● SUPPLIED RECORDS
•••
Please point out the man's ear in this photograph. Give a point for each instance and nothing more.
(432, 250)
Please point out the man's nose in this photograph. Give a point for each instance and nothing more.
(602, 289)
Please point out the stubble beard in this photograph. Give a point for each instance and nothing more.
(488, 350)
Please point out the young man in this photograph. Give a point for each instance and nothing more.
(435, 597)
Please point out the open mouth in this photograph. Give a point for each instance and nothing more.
•••
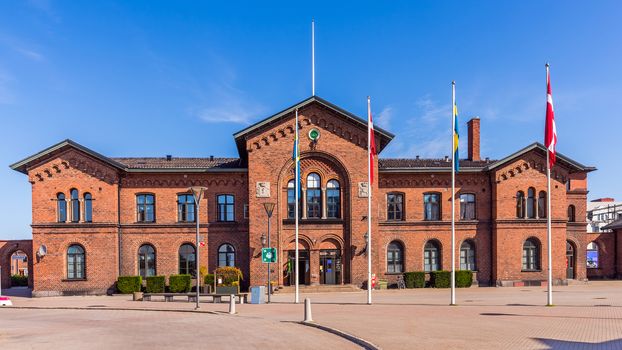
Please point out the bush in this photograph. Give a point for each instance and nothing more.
•••
● WRITTEN TASK
Report each line of the material that contains the word "photograph", copying every such line in full.

● IN RESPONSE
Please point out the man's ear in this photograph. Give a point for each instance and nothing more.
Please point out the man's nose in this photograph. Give a point for each instance and nothing more.
Please point out the stubble beard in this photograph. Give a point for each instance and nothing more.
Please point out the young man in this photograph. Give a point for each instance and nothing more.
Please point out the open mouth in this photograph. Give a point for each instance and nothing more.
Please point out the bush in this photograph. Give a point for each instance and nothing more.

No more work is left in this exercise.